* START MATERIAL FOR THE TASK *

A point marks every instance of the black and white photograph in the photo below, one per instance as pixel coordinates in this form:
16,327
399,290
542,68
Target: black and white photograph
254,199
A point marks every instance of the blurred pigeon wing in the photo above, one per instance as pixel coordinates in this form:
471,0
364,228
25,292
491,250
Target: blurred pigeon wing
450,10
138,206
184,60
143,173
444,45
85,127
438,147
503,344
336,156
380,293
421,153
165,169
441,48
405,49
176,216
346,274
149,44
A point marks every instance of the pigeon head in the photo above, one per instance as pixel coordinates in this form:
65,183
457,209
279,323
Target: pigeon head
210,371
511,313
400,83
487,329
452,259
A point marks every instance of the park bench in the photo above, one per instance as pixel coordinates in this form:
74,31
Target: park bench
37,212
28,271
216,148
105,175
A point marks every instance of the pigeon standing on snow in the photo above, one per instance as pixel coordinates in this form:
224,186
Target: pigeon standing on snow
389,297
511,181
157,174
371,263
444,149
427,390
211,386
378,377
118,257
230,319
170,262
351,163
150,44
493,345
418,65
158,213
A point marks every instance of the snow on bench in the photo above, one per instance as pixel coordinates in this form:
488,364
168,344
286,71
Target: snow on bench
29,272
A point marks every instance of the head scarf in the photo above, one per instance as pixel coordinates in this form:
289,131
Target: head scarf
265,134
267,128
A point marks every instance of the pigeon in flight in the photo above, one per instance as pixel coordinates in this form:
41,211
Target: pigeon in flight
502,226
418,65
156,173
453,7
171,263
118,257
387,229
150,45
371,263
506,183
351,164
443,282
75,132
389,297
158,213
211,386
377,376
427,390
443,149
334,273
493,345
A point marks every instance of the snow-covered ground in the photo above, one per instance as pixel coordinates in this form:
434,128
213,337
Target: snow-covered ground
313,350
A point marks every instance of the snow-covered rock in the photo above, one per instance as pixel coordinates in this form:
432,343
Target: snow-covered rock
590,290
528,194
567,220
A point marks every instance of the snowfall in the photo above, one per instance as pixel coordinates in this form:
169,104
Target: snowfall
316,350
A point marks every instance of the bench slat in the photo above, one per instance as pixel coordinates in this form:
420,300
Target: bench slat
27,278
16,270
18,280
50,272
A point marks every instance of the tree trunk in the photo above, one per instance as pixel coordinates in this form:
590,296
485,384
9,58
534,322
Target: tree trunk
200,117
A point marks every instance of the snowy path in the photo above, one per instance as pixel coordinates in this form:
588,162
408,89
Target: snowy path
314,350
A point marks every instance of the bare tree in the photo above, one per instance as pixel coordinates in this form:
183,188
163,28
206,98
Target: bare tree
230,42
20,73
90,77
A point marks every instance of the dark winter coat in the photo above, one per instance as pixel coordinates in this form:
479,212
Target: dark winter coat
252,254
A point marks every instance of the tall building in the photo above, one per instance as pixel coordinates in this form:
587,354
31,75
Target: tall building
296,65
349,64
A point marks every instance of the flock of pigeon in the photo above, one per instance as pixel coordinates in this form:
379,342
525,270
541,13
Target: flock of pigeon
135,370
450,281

* END MATERIAL FOR THE TASK *

= WRITTEN REQUEST =
Copy all of the rows above with no changes.

= FULL ANSWER =
A point marks every instance of the black and white photograph in the photo below, one per instance as pixel coordinates in this form:
16,327
399,290
542,68
Target: black and white photograph
254,199
A point marks every instance of the blurred pigeon wing in the photo above, one per instance as pixel coordinates in this form:
471,0
364,228
25,292
491,250
Target: blurred pigeon wing
450,10
138,206
184,60
143,173
444,45
85,127
438,147
503,344
336,156
380,293
421,153
165,169
441,48
405,49
176,216
346,274
149,44
A point marks every instance of the pigeon head in the photo above, one per instance as pixel coordinates in this form:
65,183
457,209
279,323
Target: pigeon head
210,371
511,313
400,83
487,329
452,259
A point marks every instance of the park bench in the photo above, one per instance as pixel coordinates in this form:
74,31
Target: park bench
37,212
28,271
216,148
105,175
A point marks every instance of the pigeon standing on snow in the photo above, one per instance as pixel coordinates in this form:
224,186
Target: pigeon standing on snow
389,297
511,181
157,174
371,263
444,149
427,390
211,386
378,377
118,257
230,319
170,262
351,163
150,44
493,345
418,65
158,213
A point marks every instance of the snow on bench in the photo above, one per instance as pixel coordinates in this form:
488,364
168,344
286,71
Target: snow on bench
29,272
A point marks every instance of the head scarf in the photo above, one per instance as pixel coordinates in this form:
289,131
Target: head scarf
265,134
267,128
A point marks every instance of the pigeon in flight in the photo above, one per instance as pixel coordinates in this form:
41,211
Target: pigeon in flight
502,226
418,65
156,173
453,7
171,263
118,257
387,229
150,45
371,263
506,183
351,164
443,282
75,132
389,297
158,213
211,386
377,376
427,390
443,149
334,273
493,345
A point marks every instance of the snow-covered ground in the photo above, one per instance as pixel coordinates in this form:
434,128
213,337
Target: snow-covered ground
313,350
A point marks every instance of the snow-covered rock in the photo above, one per instance as pixel coordinates in this form:
432,343
Target: snow-covered rock
590,290
528,194
567,220
A point marks every instance of the snowfall in the photo above, one per instance as pixel coordinates in this form:
169,104
Target: snowfall
316,350
A point marks every instance of the bench slat in the photo above, one per instance as pixel coordinates in this form:
420,300
Target: bench slat
27,278
16,270
18,280
50,272
A point marks every instance of the tree trunk in the photo above, one per instance as pixel coordinates in this form:
590,296
485,384
9,58
534,322
Target: tree trunk
200,117
A point marks every instance of the snowy path in the photo above, one per instance as pixel coordinates in this form:
588,162
408,89
Target: snowy path
314,350
A point marks every instance of the bare tree in the photo above, one per instance as pixel coordinates in this form:
183,188
163,28
206,98
Target: bare tree
230,42
20,73
90,77
A point marks every instance of the dark winter coat in the photo above, one per instance as pixel coordinates in this form:
479,212
Target: dark winter coat
252,254
A point marks every instance of the tall building in the photo above, one per instance as pixel coordinates in this form:
587,354
31,75
Target: tall building
296,65
349,64
A point marks every instance of the flock of pigeon in the photo above, one per instance as pixel coordinates in this form:
379,342
525,270
541,13
Target: flock of pigeon
135,370
450,281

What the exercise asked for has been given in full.